» What to work on
Extract every line of the material that holds the string "person".

━━ Listed entries ━━

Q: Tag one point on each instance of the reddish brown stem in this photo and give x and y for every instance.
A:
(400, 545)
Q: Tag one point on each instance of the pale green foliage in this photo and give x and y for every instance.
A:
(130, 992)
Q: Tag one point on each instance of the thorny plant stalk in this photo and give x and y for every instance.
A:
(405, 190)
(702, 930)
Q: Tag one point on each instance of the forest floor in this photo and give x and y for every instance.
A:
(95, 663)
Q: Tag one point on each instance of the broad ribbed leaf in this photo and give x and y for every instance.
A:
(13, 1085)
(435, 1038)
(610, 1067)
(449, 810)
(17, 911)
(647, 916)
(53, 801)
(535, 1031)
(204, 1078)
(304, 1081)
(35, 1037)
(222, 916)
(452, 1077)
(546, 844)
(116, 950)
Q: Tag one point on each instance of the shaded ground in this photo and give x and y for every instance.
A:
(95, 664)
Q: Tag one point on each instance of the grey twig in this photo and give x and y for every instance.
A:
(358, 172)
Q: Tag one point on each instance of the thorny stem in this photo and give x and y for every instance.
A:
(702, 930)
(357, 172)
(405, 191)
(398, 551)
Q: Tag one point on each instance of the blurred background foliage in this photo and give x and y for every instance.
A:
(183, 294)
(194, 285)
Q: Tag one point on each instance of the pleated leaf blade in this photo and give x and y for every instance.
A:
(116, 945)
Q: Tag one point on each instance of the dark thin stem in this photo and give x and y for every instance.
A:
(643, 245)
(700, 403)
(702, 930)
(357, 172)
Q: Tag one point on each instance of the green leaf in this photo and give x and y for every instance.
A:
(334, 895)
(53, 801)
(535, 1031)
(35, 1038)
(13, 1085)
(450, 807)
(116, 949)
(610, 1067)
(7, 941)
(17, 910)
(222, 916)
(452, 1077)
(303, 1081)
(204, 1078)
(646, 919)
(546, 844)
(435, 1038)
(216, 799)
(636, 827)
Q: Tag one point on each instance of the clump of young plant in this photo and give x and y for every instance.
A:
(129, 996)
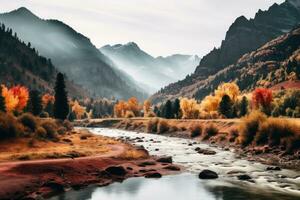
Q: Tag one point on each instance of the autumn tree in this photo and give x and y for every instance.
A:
(78, 110)
(133, 105)
(189, 108)
(226, 106)
(61, 107)
(176, 108)
(147, 108)
(22, 94)
(244, 106)
(262, 99)
(2, 101)
(15, 98)
(167, 111)
(35, 102)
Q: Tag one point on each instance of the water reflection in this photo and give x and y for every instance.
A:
(179, 187)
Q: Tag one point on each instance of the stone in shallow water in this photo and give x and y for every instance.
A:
(153, 175)
(208, 174)
(116, 171)
(167, 159)
(244, 177)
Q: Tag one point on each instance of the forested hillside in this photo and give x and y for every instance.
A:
(20, 63)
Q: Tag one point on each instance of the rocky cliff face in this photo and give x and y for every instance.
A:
(242, 37)
(247, 35)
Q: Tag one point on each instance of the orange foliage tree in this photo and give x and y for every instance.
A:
(211, 103)
(189, 108)
(262, 97)
(78, 109)
(46, 99)
(16, 98)
(147, 108)
(122, 107)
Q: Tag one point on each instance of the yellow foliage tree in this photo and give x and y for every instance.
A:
(211, 103)
(189, 108)
(78, 110)
(11, 101)
(230, 89)
(15, 98)
(122, 107)
(147, 108)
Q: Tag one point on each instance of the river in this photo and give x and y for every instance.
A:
(271, 185)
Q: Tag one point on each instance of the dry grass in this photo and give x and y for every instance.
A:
(249, 127)
(257, 129)
(195, 130)
(29, 121)
(30, 148)
(162, 126)
(210, 131)
(9, 126)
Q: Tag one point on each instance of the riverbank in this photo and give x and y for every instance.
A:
(77, 159)
(226, 128)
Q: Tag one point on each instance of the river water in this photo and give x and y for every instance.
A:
(269, 185)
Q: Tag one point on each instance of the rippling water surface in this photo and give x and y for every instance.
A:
(273, 185)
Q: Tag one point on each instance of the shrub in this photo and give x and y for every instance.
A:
(44, 115)
(275, 131)
(50, 127)
(61, 130)
(28, 120)
(129, 114)
(41, 132)
(249, 126)
(195, 130)
(68, 125)
(162, 126)
(210, 130)
(233, 135)
(151, 126)
(9, 126)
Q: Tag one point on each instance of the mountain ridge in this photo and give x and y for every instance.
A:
(242, 37)
(72, 53)
(154, 72)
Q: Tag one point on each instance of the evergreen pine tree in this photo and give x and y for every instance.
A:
(2, 101)
(168, 113)
(61, 107)
(244, 107)
(226, 106)
(35, 102)
(176, 108)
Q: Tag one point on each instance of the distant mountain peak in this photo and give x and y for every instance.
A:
(295, 3)
(24, 12)
(132, 45)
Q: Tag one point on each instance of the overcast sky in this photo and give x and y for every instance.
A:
(160, 27)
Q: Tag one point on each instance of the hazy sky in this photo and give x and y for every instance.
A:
(160, 27)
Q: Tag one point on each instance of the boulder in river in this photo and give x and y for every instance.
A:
(172, 168)
(208, 174)
(153, 175)
(116, 171)
(167, 159)
(273, 168)
(244, 177)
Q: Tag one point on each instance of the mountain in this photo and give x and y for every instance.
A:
(242, 37)
(154, 73)
(72, 53)
(21, 64)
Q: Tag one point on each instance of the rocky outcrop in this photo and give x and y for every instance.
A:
(243, 36)
(208, 174)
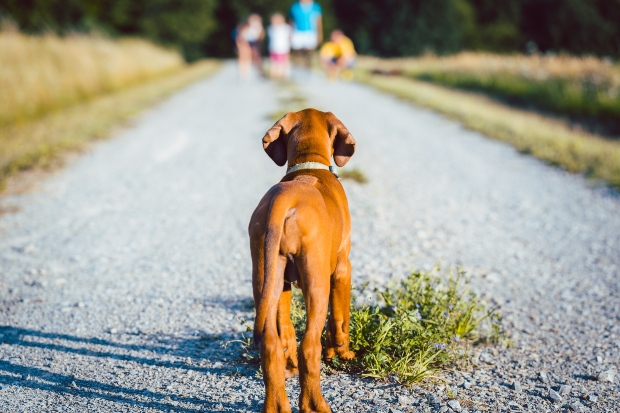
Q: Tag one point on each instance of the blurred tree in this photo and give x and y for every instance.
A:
(400, 27)
(576, 26)
(386, 28)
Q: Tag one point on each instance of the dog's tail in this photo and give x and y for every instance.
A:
(273, 283)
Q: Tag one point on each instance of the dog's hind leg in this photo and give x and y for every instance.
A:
(272, 355)
(315, 285)
(340, 307)
(286, 330)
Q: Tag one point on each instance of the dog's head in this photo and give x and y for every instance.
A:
(309, 136)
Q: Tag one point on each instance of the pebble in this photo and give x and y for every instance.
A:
(564, 390)
(514, 406)
(454, 405)
(606, 376)
(404, 400)
(554, 396)
(576, 407)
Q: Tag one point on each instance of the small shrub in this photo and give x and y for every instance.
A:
(414, 329)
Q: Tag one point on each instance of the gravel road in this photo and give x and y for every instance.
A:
(123, 275)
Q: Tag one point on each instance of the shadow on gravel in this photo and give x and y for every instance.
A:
(166, 346)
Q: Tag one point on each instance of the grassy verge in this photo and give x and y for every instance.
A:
(415, 329)
(566, 85)
(38, 141)
(547, 139)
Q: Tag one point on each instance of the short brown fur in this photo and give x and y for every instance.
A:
(300, 234)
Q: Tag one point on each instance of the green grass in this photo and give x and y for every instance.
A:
(414, 329)
(39, 142)
(581, 97)
(530, 133)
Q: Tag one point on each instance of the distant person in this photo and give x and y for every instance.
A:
(338, 56)
(254, 35)
(307, 21)
(279, 33)
(244, 51)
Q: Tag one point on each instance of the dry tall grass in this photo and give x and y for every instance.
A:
(42, 73)
(40, 141)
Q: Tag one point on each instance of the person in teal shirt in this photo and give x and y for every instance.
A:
(307, 22)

━━━

» Response area
Q: Tag one point on each instance of the distant person in this photo and give x and y for every instance.
Q: Tag one point on each instance of the person in teal shirt in this photo and give x and y for every instance.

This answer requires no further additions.